* [What the task asks] List every line of the data that contains the word "road".
++++++++
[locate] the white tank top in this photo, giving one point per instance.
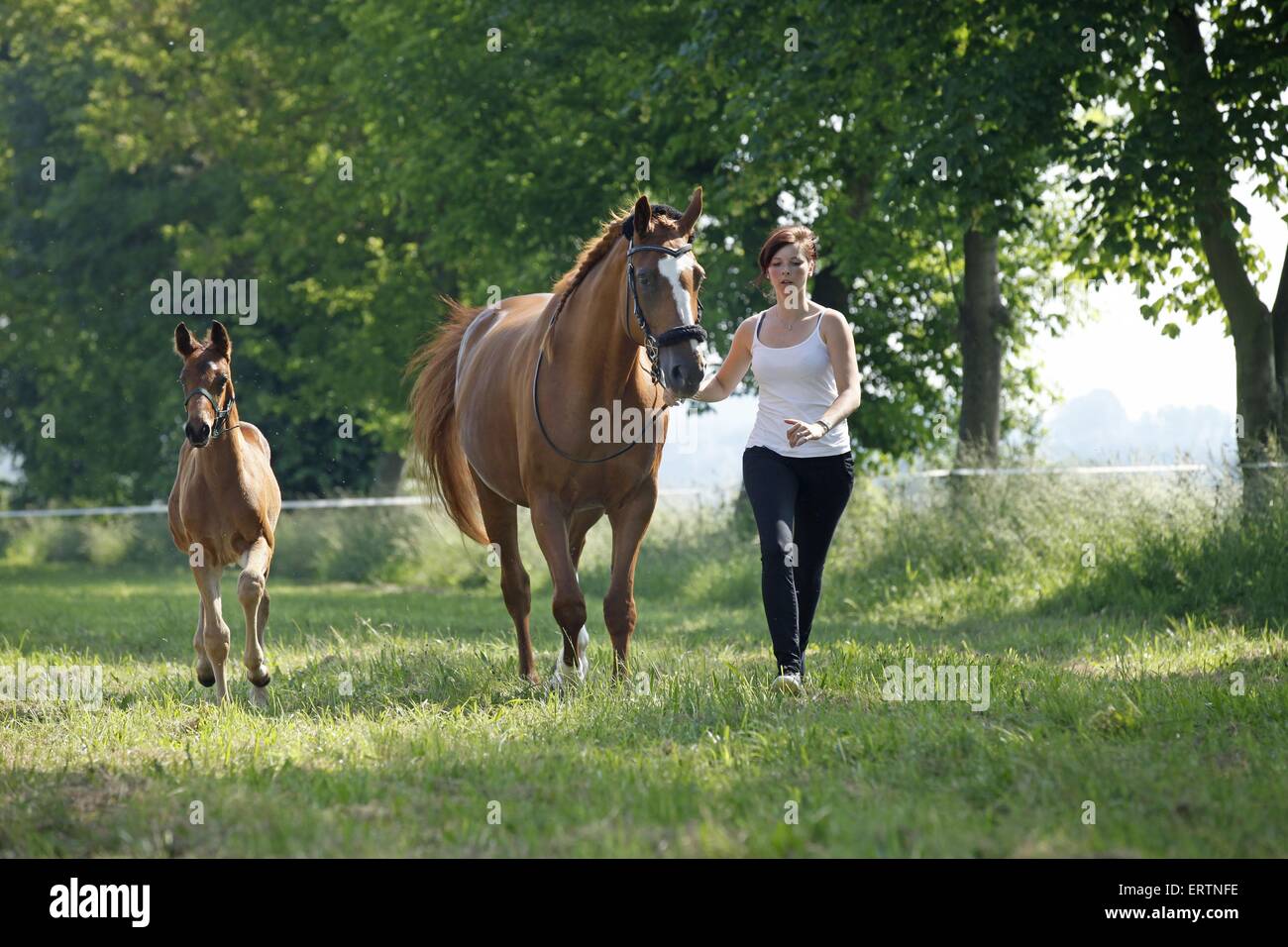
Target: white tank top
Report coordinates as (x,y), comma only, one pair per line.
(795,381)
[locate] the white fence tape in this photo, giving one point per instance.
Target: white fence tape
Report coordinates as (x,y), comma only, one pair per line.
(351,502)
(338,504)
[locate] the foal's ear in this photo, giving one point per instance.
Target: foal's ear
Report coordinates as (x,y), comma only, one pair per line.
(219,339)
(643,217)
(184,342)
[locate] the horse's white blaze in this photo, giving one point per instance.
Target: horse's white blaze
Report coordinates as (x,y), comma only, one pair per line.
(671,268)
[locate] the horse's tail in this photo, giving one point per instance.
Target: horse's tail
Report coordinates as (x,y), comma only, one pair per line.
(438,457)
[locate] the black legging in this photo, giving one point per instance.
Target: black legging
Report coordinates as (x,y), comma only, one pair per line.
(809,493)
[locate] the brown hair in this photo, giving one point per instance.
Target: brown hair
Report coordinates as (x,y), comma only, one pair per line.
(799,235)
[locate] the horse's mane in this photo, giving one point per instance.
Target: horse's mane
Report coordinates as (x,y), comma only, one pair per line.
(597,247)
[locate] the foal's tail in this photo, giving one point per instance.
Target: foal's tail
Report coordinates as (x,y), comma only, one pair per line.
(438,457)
++++++++
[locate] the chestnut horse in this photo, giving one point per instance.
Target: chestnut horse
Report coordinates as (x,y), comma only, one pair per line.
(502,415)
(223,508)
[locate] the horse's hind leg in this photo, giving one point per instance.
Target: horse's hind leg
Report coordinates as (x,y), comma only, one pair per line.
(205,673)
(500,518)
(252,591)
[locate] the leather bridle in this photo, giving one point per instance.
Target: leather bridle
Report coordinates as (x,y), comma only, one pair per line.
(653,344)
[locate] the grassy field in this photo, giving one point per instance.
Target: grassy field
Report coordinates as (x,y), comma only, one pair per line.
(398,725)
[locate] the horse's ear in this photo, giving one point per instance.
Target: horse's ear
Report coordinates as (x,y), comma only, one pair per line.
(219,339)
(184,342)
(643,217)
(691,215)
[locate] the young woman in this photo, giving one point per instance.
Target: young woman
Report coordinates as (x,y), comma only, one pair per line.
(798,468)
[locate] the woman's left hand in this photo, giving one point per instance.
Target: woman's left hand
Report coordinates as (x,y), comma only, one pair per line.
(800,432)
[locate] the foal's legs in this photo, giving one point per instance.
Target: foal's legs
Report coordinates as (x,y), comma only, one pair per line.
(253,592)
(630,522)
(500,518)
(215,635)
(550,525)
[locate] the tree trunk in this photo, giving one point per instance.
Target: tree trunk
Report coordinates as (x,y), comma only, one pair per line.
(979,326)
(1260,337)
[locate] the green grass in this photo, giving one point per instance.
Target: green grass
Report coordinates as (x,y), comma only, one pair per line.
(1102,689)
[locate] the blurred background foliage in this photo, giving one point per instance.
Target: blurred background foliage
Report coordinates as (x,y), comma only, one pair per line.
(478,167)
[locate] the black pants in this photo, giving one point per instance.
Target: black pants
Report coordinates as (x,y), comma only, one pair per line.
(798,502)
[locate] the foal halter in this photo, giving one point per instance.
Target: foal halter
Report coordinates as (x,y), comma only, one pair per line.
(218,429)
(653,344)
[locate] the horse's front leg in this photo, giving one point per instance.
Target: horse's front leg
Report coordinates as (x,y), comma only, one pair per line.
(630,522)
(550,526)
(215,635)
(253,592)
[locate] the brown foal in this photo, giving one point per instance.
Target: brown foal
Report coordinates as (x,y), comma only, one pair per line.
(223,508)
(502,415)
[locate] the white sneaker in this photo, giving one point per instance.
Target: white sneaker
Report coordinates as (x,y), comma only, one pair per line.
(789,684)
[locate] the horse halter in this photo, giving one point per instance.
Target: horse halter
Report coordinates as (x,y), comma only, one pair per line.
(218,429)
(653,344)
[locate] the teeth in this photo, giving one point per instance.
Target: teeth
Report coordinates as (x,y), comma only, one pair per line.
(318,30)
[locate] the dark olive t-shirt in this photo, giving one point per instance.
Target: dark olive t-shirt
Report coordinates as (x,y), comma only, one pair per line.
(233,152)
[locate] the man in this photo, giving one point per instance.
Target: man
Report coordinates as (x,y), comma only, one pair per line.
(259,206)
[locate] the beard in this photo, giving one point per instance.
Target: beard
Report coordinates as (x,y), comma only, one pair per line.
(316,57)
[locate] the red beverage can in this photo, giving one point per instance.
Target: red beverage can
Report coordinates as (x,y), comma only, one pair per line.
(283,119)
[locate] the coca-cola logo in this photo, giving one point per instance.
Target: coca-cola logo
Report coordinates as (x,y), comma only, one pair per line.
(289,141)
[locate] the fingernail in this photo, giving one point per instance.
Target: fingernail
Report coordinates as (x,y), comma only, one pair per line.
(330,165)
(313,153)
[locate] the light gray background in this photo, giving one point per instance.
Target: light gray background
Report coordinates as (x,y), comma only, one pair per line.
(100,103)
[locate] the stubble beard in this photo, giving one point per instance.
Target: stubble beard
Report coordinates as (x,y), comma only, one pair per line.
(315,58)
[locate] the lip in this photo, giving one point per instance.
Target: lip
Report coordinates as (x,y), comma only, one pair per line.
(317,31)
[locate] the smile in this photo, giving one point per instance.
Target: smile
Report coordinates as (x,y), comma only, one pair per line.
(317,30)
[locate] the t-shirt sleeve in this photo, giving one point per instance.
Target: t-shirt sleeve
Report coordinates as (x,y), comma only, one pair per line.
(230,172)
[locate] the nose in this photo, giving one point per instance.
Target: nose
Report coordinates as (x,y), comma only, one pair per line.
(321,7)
++++++++
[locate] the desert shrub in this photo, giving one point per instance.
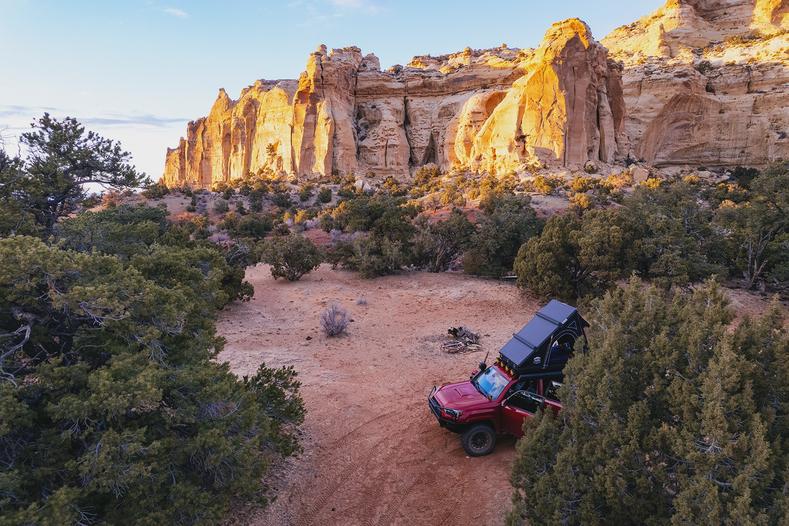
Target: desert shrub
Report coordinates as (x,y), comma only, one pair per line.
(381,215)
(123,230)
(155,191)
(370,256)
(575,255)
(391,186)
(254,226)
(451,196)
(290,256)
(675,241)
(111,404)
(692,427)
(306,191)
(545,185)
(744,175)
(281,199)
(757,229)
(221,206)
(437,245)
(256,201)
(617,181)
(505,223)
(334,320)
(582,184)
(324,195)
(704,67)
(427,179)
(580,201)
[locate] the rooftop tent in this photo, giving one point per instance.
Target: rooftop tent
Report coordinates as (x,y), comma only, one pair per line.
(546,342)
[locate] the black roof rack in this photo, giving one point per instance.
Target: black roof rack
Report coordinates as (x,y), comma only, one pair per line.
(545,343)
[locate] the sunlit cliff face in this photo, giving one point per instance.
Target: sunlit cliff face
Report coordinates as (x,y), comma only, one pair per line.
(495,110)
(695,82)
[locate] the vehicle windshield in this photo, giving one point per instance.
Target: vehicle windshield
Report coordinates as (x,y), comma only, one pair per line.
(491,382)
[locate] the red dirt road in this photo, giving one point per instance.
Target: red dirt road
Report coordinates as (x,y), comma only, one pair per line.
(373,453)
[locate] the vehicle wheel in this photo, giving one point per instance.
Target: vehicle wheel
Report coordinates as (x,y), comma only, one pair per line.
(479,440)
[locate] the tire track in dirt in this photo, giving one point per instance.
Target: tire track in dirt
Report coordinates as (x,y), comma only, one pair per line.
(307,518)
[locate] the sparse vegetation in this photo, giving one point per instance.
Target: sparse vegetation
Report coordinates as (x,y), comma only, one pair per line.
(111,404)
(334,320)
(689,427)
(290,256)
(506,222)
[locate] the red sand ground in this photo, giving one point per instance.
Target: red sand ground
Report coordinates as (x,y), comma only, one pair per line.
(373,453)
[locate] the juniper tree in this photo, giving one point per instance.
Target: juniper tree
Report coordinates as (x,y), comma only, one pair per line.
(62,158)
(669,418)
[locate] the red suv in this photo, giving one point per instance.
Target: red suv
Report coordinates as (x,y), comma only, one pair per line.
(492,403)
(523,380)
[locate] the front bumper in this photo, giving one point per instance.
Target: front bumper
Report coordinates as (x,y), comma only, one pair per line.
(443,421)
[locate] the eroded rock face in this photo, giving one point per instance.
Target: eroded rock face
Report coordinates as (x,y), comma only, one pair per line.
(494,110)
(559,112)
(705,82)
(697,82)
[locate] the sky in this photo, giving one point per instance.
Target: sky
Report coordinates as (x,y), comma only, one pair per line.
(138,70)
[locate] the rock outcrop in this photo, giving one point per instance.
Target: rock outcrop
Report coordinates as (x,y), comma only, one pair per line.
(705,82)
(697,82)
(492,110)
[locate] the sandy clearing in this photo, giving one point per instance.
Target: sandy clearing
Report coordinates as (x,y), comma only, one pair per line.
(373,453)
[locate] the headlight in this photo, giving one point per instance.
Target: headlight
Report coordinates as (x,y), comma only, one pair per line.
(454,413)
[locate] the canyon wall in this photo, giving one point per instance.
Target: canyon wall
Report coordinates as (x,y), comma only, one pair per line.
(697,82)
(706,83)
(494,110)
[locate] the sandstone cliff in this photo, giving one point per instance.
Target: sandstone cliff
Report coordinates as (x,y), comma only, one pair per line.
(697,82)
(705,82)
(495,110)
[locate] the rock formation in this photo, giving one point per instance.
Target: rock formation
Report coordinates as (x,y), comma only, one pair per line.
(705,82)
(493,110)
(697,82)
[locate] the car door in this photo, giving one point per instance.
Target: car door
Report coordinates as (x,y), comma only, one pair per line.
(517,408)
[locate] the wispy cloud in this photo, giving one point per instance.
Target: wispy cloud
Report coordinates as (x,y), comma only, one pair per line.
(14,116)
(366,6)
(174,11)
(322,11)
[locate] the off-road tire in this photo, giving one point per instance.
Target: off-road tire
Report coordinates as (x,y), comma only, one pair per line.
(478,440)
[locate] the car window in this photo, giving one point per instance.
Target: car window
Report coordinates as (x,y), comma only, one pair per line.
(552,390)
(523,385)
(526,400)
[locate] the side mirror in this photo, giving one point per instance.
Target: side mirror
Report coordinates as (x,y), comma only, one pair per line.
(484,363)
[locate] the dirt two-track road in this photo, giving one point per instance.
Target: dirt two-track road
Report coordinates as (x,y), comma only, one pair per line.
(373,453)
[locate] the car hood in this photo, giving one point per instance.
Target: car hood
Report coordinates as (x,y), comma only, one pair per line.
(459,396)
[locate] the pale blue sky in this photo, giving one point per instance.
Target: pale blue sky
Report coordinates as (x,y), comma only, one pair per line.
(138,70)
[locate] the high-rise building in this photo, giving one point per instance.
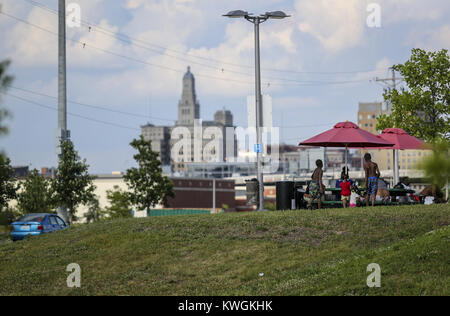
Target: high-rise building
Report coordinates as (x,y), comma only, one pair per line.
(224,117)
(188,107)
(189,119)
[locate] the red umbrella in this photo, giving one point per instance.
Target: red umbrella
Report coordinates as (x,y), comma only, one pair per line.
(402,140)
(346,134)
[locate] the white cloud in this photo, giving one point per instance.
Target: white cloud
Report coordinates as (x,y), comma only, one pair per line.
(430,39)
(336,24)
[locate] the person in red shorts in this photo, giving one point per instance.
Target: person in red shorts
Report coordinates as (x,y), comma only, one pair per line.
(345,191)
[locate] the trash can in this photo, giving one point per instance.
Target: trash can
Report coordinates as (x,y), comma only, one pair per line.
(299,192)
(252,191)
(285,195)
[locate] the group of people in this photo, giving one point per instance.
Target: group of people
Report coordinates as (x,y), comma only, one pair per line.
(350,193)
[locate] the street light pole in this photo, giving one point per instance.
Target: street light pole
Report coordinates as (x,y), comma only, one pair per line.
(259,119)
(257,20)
++++++++
* [Written answer]
[locate] the red dirt road in this photo, giving one point per instance.
Target: red dirt road
[locate] the off-road tire in this photo, giving one point per instance.
Target: off-road tire
[locate] the dirt two-track road in this photo, giving one point per instance.
Target: dirt two-track road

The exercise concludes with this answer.